## Quellenauszug
━━━━━━━━━━━━━━━━━━━━━━━━━━━━━━
Song über das Grauen der Drohnen

Nach 20 Jahren Pause hat der heute 72-Jährige endlich wieder ein Soloalbum eingespielt. Schlicht „Croz“ betitelt, ist es sanft tönendes Zeugnis eines mitfühlenden Beobachters von sozialen Verwerfungen. Mit sanftem Duktus durchmisst er in „Morning Falling“ das Grauen, das Drohnenangriffe an fernen Orten anrichten. Er ergeht sich nicht bloß in poetisch verbrämter Empathie, sondern weist auf die Konsequenzen hin: „A world away the trigger is pulled, and here is no reason to forgive.“

Es gehört bei diesem Veteranen des Protests also immer noch zur seelischen Grundausstattung, der eigenen Regierung zu misstrauen. Obwohl zu Zeiten des Vietnamkriegs jeder der damaligen Protestsänger knietief in eigenen Problemen steckte, wollten sie vorrangig die Welt retten. Crosbys 1970 mithilfe von Jerry Garcia entstandenes, heute von einer neuen Generation geschätztes Solodebüt „If I Could Only Remember My Name“ wich von dieser Route ab. Es beeindruckte eher mit mehrspurigen Gesangsexperimenten als mit politischen Slogans. Mehrfach wurde es wieder aufgelegt und 2010 sogar vom Vatikanblatt „L'Osservatore Romano“ als Beispiel für Popmusik genannt, die päpstlicherseits empfohlen werden kann.
━━━━━━━━━━━━━━━━━━━━━━━━━━━━━━
## Bereitgestellte Daten
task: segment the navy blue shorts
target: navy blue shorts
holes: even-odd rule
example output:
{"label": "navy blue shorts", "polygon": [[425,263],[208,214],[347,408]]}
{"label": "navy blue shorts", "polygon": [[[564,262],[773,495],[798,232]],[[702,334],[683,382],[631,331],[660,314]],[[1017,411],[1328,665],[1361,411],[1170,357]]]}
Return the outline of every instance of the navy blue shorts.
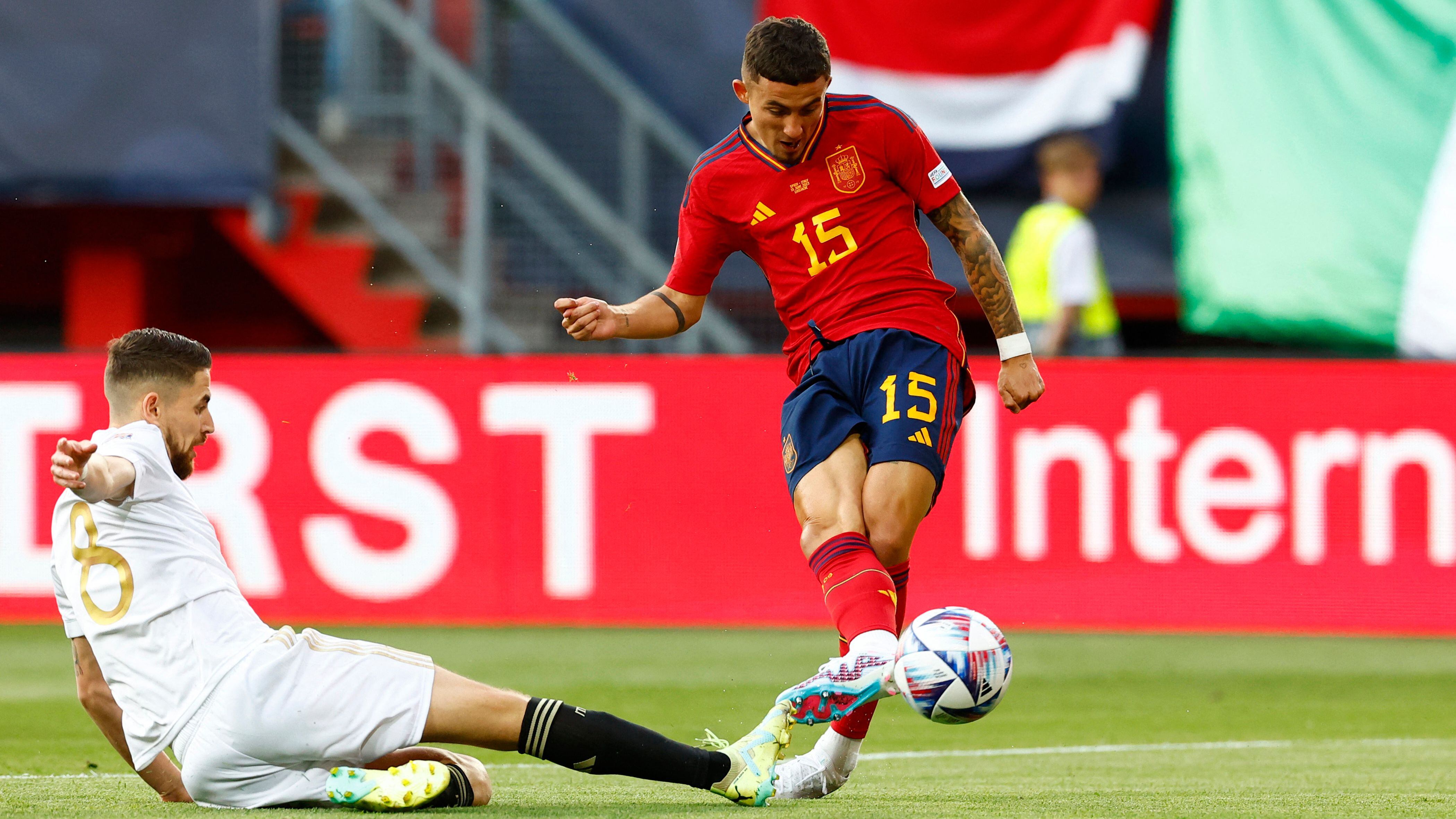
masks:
━━━━━━━━━━━━━━━━━━━━━━━━━━━━━━
## Auszuführende Aufgaben
**a)** Beantworte zum Textauszug über Crosbys Album diese Fragen:
(i) Wie lange dauerte die Pause vor dem neuen Soloalbum?
(ii) Mit wessen Hilfe entstand das Solodebüt von 1970?
(iii) Welche Zeitung nannte das Solodebüt 2010 als Beispiel für empfehlenswerte Popmusik?
**b)** Bitte kopiere aus dem Textauszug über Crosbys Album den Abschnitt zwischen „Es gehört bei“ und „empfohlen werden kann.“, beide Stellen eingeschlossen.
**c)** Gib den Absatz des Textauszugs über Crosbys Album, der mit „Es gehört bei diesem Veteranen des Protests“ beginnt, als Stichpunktliste mit seinen wichtigsten Fakten wieder.

## Schriftliche Antworten
**a)**
(i) 20 Jahre
(ii) Mit Hilfe von Jerry Garcia
(iii) Das Vatikanblatt „L'Osservatore Romano“

**b)**
Es gehört bei diesem Veteranen des Protests also immer noch zur seelischen Grundausstattung, der eigenen Regierung zu misstrauen. Obwohl zu Zeiten des Vietnamkriegs jeder der damaligen Protestsänger knietief in eigenen Problemen steckte, wollten sie vorrangig die Welt retten. Crosbys 1970 mithilfe von Jerry Garcia entstandenes, heute von einer neuen Generation geschätztes Solodebüt „If I Could Only Remember My Name“ wich von dieser Route ab. Es beeindruckte eher mit mehrspurigen Gesangsexperimenten als mit politischen Slogans. Mehrfach wurde es wieder aufgelegt und 2010 sogar vom Vatikanblatt „L'Osservatore Romano“ als Beispiel für Popmusik genannt, die päpstlicherseits empfohlen werden kann.

**c)**
- Der Protestveteran misstraut der eigenen Regierung noch immer aus seelischer Grundhaltung.
- Zur Zeit des Vietnamkriegs wollten die Protestsänger trotz eigener Probleme vor allem die Welt retten.
- Crosbys Solodebüt „If I Could Only Remember My Name“ entstand 1970 mit Jerry Garcia und wich von diesem Weg ab.
- Es beeindruckte eher mit mehrspurigen Gesangsexperimenten als mit politischen Slogans.
- Heute schätzt es eine neue Generation, und es wurde mehrfach neu aufgelegt.
- 2010 nannte das Vatikanblatt „L'Osservatore Romano“ es als Beispiel für päpstlicherseits empfehlenswerte Popmusik.